Text —
* * * *
MEMS IJ. What are the main challenges that you have seen in taking a MEMS product from the initial prototype stage to high volume fabrication?
Dave Monk, Freescale: The main challenge that I have observed for us and others in taking MEMS products from the initial prototype stage to high volume fabrication is what we term "industrialization". This is a process by which there are large run rates of products for short periods of time run through the production process lines to determine what issues may come up during ramp-up. This is still not done throughout the industry routinely and because of the limited maturity of MEMS (vs., for example, CMOS technology), there still exist issues that are only seen in the ppm range and not in the small volume prototype stage.
MEMS IJ: As a provider of MEMS foundry services in Europe, which MEMS applications do you see driving the strongest demand at this point?
Peter Pfluger, Tronic: As a contract manufacturer of custom MEMS components our views on the MEMS foundry requirements are probably incomplete. Indeed our customers are requiring much more from us than simply standard wafer processing. At the end of the day, our OEM partners are expecting qualified and tested custom products, not wafers or dies, usually delivered in the form of a packaged component that they can integrate directly in their system. For us the demand is now strongly driven by System in Package (SiP) requirements and we are continuously structuring ourselves to tackle those OEMs requirements.
MEMS IJ: Micralyne is in the MEMS foundry business and, as a result, works with many kinds of companies and applications. In your experience, what are the main challenges with fabrication of MEMS devices today?
* * * *
Data shown —
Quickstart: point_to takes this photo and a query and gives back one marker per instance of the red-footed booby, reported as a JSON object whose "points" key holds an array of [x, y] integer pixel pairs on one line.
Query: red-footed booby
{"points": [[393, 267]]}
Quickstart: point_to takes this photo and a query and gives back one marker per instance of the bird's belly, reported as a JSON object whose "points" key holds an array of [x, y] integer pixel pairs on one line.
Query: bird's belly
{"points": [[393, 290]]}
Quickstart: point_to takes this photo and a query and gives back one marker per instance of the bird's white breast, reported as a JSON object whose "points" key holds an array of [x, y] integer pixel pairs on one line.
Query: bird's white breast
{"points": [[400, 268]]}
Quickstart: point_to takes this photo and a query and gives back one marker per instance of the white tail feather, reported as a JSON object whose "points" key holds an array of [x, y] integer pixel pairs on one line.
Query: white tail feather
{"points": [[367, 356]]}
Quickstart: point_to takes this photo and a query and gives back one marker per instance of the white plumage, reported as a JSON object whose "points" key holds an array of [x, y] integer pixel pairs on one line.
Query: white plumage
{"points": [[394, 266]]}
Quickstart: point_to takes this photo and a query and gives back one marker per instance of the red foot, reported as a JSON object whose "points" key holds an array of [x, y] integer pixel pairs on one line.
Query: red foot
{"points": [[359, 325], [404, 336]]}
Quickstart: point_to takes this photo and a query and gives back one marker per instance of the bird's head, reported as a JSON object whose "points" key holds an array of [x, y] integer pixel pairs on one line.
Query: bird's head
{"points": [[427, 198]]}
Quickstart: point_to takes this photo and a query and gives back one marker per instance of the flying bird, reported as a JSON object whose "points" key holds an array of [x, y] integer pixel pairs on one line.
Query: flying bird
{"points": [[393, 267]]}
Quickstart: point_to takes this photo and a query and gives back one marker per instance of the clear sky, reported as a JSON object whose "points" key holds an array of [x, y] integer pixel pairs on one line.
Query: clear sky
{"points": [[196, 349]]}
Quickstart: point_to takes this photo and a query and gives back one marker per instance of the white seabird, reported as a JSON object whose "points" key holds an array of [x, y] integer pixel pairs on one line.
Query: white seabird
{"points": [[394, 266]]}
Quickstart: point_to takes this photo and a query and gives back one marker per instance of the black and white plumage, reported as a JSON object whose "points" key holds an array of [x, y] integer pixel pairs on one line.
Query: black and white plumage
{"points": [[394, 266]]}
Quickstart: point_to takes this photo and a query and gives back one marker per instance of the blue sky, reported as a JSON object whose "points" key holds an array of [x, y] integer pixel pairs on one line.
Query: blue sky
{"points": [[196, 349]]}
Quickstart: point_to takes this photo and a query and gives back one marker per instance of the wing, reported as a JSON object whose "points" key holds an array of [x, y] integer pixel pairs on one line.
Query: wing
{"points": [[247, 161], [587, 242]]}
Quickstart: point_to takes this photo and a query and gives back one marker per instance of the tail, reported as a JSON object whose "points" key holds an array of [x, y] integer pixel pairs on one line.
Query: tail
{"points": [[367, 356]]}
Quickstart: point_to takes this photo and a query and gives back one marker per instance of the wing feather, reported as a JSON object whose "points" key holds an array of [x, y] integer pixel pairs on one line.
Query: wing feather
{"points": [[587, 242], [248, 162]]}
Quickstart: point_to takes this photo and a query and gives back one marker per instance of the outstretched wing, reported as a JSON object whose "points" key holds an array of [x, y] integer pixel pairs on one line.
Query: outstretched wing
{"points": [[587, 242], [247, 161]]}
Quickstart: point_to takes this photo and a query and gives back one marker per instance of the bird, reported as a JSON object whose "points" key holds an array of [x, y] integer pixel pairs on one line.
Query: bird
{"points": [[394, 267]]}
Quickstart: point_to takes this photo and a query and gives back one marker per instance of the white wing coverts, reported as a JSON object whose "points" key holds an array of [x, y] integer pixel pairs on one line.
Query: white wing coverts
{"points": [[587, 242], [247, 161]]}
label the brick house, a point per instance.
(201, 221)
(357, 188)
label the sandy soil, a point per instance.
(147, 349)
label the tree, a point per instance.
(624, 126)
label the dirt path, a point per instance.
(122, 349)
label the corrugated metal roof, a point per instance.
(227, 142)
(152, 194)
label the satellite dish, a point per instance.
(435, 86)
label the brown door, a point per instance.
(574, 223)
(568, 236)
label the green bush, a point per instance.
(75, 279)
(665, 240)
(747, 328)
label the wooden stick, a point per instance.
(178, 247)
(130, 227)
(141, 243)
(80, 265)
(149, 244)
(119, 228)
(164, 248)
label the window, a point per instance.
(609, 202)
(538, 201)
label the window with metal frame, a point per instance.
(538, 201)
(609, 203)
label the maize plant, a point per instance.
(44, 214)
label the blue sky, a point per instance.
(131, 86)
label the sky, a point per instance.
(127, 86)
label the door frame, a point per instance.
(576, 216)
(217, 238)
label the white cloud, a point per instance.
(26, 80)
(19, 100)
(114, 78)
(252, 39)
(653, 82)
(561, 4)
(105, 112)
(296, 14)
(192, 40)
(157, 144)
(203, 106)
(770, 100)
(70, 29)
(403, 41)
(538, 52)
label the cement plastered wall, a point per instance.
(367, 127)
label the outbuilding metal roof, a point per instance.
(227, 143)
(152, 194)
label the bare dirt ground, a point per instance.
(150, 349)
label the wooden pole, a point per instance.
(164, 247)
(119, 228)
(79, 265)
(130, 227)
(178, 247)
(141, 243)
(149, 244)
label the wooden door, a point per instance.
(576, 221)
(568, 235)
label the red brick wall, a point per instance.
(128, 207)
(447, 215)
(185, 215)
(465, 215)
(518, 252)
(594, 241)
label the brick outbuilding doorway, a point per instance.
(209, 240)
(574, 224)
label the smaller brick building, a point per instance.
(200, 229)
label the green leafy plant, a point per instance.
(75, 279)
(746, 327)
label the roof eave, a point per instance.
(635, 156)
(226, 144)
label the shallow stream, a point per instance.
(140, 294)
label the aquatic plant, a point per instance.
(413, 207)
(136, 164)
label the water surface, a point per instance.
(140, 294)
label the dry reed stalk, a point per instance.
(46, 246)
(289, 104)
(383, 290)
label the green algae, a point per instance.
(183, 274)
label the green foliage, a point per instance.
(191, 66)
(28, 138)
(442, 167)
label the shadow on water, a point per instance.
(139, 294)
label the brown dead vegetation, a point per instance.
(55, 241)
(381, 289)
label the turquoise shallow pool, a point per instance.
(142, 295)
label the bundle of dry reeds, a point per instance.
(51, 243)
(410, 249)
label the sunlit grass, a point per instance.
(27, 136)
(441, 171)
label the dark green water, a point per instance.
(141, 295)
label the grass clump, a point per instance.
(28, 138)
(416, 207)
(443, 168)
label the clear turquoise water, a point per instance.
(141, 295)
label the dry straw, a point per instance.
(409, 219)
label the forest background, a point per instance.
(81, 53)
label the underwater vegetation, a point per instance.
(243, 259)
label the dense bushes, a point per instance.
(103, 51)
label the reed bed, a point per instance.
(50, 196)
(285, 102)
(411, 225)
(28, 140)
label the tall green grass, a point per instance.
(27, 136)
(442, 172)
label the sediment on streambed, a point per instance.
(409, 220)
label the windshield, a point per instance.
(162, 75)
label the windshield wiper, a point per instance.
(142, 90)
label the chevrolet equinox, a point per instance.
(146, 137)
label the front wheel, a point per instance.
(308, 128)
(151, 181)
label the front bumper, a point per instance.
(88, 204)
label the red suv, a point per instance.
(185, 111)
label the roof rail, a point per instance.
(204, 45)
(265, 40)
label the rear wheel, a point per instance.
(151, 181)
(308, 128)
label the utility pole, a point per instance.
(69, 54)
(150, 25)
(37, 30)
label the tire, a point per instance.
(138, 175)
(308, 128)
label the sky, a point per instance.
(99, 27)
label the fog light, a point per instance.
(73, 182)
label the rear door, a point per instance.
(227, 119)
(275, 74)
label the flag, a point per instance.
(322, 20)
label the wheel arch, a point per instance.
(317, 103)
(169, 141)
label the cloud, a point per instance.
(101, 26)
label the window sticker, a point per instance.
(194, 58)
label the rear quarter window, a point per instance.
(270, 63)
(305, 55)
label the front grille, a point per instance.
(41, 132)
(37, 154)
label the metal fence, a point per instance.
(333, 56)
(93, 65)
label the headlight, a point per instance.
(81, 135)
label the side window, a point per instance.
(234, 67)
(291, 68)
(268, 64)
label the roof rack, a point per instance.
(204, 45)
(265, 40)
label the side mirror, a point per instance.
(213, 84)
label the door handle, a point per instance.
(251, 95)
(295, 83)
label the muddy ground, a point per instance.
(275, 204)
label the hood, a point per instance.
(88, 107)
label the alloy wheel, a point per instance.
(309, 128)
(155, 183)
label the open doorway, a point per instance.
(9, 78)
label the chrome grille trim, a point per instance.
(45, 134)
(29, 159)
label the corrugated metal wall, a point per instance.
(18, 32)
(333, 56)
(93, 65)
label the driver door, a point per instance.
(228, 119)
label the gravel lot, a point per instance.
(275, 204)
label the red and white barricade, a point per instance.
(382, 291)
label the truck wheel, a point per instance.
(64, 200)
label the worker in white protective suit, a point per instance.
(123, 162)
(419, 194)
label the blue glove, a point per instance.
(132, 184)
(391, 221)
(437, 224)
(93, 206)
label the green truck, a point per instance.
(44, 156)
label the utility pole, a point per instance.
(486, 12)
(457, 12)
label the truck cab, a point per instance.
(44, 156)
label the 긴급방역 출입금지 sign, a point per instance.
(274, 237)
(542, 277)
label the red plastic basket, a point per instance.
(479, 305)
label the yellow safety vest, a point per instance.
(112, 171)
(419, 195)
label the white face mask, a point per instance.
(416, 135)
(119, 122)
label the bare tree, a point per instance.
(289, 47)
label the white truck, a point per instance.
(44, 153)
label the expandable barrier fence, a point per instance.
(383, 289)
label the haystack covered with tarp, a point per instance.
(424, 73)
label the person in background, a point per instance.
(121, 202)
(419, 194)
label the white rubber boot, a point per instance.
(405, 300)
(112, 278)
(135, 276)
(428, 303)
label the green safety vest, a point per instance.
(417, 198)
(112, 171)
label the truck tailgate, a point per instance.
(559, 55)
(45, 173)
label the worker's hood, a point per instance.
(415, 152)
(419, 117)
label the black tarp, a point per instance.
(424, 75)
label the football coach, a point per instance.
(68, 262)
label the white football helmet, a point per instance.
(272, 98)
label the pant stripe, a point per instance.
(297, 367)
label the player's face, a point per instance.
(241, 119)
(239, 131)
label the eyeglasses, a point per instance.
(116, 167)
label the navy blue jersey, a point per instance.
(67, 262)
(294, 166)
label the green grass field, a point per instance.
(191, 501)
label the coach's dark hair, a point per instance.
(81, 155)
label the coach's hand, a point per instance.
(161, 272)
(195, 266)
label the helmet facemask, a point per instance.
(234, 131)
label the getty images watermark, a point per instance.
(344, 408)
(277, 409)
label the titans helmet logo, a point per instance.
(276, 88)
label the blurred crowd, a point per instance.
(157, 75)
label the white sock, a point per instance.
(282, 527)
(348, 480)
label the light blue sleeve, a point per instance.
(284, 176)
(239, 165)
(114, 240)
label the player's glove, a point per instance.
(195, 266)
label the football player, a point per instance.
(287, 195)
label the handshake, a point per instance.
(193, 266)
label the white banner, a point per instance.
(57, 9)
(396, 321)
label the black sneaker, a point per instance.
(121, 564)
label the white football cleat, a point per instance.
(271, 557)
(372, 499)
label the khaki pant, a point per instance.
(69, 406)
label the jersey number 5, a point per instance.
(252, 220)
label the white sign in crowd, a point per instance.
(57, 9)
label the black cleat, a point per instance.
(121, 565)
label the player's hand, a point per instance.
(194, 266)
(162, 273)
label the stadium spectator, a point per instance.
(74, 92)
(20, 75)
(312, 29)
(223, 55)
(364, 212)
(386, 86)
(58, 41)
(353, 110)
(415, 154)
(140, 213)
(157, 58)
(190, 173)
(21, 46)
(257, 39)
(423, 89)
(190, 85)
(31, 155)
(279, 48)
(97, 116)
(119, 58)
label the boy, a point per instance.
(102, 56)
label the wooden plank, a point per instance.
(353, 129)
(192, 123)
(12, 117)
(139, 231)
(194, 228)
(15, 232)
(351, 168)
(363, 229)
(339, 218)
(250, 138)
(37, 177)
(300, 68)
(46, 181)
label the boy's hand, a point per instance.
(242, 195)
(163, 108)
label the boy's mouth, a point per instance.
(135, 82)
* * * *
List of tasks —
a – Rewrite everything in the records from the line containing "label the helmet" down to their end, replacing "a point per instance" with "one point for each instance" and leaving everything else unchanged.
b – Carry on the interview about MEMS fabrication from the point where it stops.
The text and the records were drawn from unrelated sources.

Results for each task —
a –
label the helmet facemask, one point for each instance.
(234, 131)
label the getty images watermark, one point for each instance.
(344, 408)
(277, 409)
label the titans helmet logo, one point for each instance.
(276, 88)
label the blurred crowd, one point for each instance.
(157, 75)
label the white sock, one point for each instance.
(282, 527)
(348, 480)
label the light blue sleeve, one point for each instance.
(284, 176)
(239, 165)
(114, 240)
label the player's glove, one point for each instance.
(195, 266)
label the football player, one point for each instance.
(287, 195)
label the handshake, one point for each instance.
(193, 266)
label the white banner, one point for each instance.
(57, 9)
(396, 321)
label the black sneaker, one point for each instance.
(121, 564)
label the white football cleat, one point for each instance.
(271, 557)
(372, 499)
label the khaki pant, one point for each instance.
(69, 406)
label the jersey number 5, one point for each instance.
(252, 220)
label the white sign in crowd, one point for each instance.
(57, 9)
label the black cleat, one point for each instance.
(121, 565)
label the player's hand, one point for each instance.
(194, 266)
(162, 273)
label the stadium spectator, one point for each instance.
(74, 92)
(20, 75)
(312, 29)
(223, 55)
(364, 212)
(386, 86)
(58, 41)
(353, 110)
(415, 154)
(140, 213)
(157, 58)
(190, 173)
(21, 46)
(257, 39)
(423, 89)
(190, 85)
(31, 155)
(279, 48)
(97, 116)
(119, 58)
label the boy, one point for each instance.
(102, 56)
label the wooden plank, one point for each instance.
(353, 129)
(192, 123)
(12, 117)
(139, 231)
(194, 228)
(15, 232)
(351, 168)
(363, 229)
(339, 218)
(250, 138)
(37, 177)
(300, 68)
(46, 181)
label the boy's hand, one point for each instance.
(242, 195)
(163, 108)
label the boy's mouth, one point for each instance.
(135, 82)

b –
Chris Lumb, Micralyne: Because MEMS is an enabling technology every MEMS device is unique: designers take advantage of the ability of MEMS to make devices that can’t be made any other way. This uniqueness, while offering design advantages, sometimes doesn’t allow designers to take advantage of standard manufacturing processes. So every device is manufactured differently, which means that it can be difficult to achieve manufacturing economies of scale. Because we’ve been in business a number of years, and we manufacture a broad range of products, we’ve invested significantly in standardizing manufacturing processes. This allows our engineers to pick from a variety of standard processes when developing a part for our clients, and this reduces both cost and time to market. Companies putting MEMS parts in their products should consider this when choosing a MEMS supplier and select one that has demonstrated capability in manufacturing parts similar to theirs.
MEMS IJ: What do you see as the main challenges in the MEMS industry right now. How are companies addressing these challenges?
Karen Lightman, MEMS Industry Group: Manufacturability for mass-market applications is a challenge in the MEMS industry. Companies are addressing this in different ways, including new manufacturing processes and strategic supply chain relationships. MEMS packaging is another big issue. In the MEMS process flow, for example, packaging considerations step between wafer processing and final assembly. Test should not be an afterthought.
We are also seeing some interesting future trends in MEMS packaging. While most people are still working with traditional packaging, we are seeing a definite migration towards MEMS integration with CMOS processes. Wafer-level encapsulation enables MEMS devices to be manufactured by standard CMOS foundries. And although not widely used yet, through-silicon-vias provide higher levels of system integration, which ultimately speeds up time-to-market.
The movement toward more standardized packaging structures and materials will enable our industry to leverage existing infrastructure from the IC industry. In addition to reducing costs, these packaging enhancements will help the MEMS industry take full advantage of the market for consumer applications.
MEMS IJ: How much should a company expect to spend on taking a MEMS technology from the lab to production?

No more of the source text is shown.